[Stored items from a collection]
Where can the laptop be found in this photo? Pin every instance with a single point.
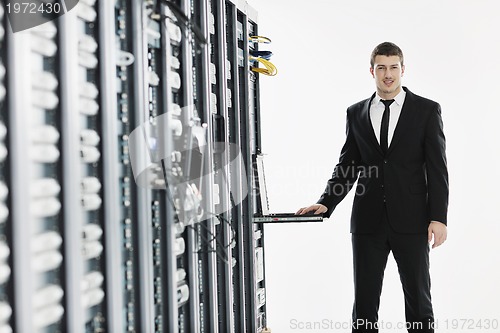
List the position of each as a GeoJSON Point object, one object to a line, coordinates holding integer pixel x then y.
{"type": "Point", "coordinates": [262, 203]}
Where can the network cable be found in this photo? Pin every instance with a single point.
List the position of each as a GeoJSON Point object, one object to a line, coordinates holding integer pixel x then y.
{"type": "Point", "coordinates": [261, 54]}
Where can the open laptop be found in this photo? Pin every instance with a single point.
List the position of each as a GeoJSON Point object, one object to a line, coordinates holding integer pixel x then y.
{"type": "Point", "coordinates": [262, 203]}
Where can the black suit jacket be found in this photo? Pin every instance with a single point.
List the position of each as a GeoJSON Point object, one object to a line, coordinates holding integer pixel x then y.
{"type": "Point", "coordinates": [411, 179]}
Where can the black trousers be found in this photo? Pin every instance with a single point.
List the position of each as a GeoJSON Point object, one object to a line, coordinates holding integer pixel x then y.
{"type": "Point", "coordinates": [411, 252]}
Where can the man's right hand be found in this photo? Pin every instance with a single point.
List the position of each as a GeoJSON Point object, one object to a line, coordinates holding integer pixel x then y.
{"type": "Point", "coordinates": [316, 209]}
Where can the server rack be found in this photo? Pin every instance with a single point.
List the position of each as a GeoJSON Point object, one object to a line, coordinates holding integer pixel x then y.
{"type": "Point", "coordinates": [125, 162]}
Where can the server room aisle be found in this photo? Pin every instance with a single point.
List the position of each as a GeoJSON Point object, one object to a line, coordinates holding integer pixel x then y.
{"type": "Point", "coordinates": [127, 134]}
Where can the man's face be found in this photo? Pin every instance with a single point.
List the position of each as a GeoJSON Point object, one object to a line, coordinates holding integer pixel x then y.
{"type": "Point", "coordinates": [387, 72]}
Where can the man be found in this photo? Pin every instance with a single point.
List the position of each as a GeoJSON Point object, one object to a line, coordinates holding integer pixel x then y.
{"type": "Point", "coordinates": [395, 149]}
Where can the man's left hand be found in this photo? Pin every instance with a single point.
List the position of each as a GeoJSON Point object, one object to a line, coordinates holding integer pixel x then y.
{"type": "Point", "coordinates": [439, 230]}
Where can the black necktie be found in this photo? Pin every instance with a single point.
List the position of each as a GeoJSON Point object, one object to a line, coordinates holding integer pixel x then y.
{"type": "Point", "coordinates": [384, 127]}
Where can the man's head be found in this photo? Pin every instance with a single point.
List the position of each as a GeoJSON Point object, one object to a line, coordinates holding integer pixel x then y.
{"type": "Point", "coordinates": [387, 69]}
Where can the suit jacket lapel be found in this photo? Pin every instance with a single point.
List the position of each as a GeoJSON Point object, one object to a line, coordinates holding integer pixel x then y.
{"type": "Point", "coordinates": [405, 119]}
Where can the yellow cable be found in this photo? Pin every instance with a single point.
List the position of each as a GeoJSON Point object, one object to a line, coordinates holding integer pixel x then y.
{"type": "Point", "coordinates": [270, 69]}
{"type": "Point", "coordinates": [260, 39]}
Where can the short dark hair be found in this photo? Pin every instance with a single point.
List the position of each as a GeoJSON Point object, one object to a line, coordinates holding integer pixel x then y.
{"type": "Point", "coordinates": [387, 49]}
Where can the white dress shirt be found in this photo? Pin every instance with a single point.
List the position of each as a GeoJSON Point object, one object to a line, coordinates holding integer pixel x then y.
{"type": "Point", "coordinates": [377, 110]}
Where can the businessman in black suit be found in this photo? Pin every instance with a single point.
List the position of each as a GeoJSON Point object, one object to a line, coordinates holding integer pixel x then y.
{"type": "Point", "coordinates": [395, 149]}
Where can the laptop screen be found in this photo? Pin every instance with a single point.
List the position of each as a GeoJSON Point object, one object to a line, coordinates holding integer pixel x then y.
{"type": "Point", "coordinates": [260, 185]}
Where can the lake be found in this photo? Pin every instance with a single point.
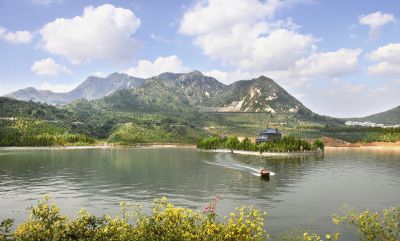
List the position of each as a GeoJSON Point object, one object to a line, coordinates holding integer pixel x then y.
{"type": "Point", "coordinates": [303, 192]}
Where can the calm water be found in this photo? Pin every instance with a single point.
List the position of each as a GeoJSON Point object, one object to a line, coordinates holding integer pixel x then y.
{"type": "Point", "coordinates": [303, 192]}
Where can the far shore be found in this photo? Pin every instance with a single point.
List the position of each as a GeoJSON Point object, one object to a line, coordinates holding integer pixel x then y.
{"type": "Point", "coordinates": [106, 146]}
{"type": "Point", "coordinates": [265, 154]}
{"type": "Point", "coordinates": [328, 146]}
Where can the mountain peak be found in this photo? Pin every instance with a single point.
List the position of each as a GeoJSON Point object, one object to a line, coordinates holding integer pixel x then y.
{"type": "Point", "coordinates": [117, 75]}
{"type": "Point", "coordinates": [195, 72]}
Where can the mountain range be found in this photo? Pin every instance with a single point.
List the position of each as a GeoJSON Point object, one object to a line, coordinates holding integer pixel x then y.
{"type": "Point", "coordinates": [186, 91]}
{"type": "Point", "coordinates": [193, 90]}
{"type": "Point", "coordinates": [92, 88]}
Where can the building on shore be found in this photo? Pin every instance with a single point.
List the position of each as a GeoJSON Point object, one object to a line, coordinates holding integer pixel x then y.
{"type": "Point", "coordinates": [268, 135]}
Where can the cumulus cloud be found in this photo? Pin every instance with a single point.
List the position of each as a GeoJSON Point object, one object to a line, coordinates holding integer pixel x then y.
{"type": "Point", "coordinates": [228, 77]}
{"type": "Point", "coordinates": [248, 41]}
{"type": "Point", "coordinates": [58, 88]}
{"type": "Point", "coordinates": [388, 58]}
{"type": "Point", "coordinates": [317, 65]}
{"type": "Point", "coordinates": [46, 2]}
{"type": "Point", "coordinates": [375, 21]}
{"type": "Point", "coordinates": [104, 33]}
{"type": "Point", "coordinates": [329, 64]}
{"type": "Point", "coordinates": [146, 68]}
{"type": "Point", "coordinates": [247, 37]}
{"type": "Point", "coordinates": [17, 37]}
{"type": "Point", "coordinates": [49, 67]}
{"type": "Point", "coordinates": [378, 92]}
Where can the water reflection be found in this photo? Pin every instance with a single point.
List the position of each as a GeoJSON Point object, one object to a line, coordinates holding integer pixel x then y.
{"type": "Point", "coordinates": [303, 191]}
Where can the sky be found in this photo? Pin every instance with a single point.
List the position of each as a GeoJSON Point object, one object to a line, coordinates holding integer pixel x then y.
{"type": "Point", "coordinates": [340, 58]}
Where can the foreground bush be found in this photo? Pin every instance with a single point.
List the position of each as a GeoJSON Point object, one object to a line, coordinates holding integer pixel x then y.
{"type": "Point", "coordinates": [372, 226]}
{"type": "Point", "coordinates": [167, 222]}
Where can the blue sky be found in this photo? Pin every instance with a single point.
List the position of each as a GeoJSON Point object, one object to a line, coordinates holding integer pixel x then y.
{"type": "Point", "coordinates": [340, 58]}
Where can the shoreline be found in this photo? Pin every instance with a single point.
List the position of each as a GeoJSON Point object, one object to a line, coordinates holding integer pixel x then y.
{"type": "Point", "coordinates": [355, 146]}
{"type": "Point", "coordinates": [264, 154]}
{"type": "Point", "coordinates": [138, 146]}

- _Exercise goal_: Copy out each line from the preceding entries that mentions the word "suit".

- _Exercise solution_:
Where can the black suit jacket be found in this photo? Pin every instance with a single point.
Where can the suit jacket lapel be found in this photo? Pin every instance with a single point.
Where can the businessman in black suit be found in this photo? Pin every instance with a single point.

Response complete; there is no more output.